(THE RECORDS begins)
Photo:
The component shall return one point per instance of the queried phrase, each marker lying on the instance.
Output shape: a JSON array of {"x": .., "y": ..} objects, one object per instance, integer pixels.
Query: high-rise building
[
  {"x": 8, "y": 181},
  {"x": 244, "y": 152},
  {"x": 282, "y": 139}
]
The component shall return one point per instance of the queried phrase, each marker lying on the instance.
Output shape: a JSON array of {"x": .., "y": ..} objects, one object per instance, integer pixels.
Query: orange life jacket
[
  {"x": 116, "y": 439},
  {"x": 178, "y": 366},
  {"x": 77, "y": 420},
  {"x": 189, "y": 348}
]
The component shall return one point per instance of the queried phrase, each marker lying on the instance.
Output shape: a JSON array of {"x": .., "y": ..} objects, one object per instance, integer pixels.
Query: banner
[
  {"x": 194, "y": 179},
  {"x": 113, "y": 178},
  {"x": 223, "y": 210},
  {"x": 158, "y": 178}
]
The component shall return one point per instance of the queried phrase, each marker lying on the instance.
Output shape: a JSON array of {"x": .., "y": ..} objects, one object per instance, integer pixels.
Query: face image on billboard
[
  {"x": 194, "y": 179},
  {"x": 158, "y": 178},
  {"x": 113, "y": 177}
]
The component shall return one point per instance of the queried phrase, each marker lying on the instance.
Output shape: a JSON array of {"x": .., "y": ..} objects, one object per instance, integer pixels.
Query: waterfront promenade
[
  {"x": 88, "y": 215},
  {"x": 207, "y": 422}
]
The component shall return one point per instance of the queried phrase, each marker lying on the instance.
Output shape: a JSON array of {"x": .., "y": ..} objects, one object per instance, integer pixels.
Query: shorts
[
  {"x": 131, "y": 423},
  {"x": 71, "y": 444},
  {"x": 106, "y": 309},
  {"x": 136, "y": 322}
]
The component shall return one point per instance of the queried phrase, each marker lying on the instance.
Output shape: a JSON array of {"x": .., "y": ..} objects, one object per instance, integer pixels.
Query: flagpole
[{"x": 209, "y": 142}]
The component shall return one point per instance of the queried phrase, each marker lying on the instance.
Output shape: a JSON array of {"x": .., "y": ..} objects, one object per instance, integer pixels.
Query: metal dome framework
(THE RECORDS ends)
What you give back must match the records word for word.

| ANSWER |
Photo:
The component shall return one point per instance of the queried phrase, each marker lying on the instance.
Output shape: a JSON array of {"x": .., "y": ..} objects, one object per instance, integer pixels.
Query: high-rise building
[
  {"x": 8, "y": 181},
  {"x": 244, "y": 152},
  {"x": 282, "y": 139}
]
The component shall return one point per instance of the queried phrase, each marker lying on the instance.
Output shape: a JSON array of {"x": .., "y": ..} objects, one object per instance, integer pixels.
Query: orange life jacket
[
  {"x": 116, "y": 439},
  {"x": 178, "y": 366},
  {"x": 77, "y": 420},
  {"x": 189, "y": 348}
]
The component shall return one point per instance of the queried phrase, each marker lying on the instance.
Output shape: a JSON array of {"x": .., "y": ..} objects, one object per instance, integer pixels.
Query: banner
[
  {"x": 194, "y": 179},
  {"x": 113, "y": 178},
  {"x": 223, "y": 210},
  {"x": 158, "y": 178}
]
The component shall return one point per instance of the queried phrase, each marker lying on the instance.
Output shape: a JSON array of {"x": .., "y": ..} objects, one object per instance, integer pixels.
Query: face image on billboard
[
  {"x": 194, "y": 179},
  {"x": 158, "y": 178},
  {"x": 113, "y": 177}
]
The component shall return one point per instance of the queried phrase, each marker lying on the instance.
Output shape: a JSON array of {"x": .., "y": ..} objects, one object per instance, integer pixels.
Query: waterfront promenade
[
  {"x": 88, "y": 215},
  {"x": 207, "y": 422}
]
The component shall return one point per instance of the queried phrase, each marker lying on the instance.
Output shape: a JSON array of {"x": .., "y": ..} objects, one object per instance, integer pixels.
Query: shorts
[
  {"x": 131, "y": 423},
  {"x": 71, "y": 444},
  {"x": 106, "y": 309},
  {"x": 136, "y": 322}
]
The component shall return one point per instance of the queried phrase, each marker lying on the instance.
Output shape: a JSON array of {"x": .., "y": ..} objects, one object per instance, integer pixels.
Query: flagpole
[{"x": 209, "y": 142}]
The component shall return one point per instance of the queried phrase, each marker lying on the instance.
Output shape: a JSON array of {"x": .., "y": ..} objects, one object per instance, integer pixels.
Query: metal dome framework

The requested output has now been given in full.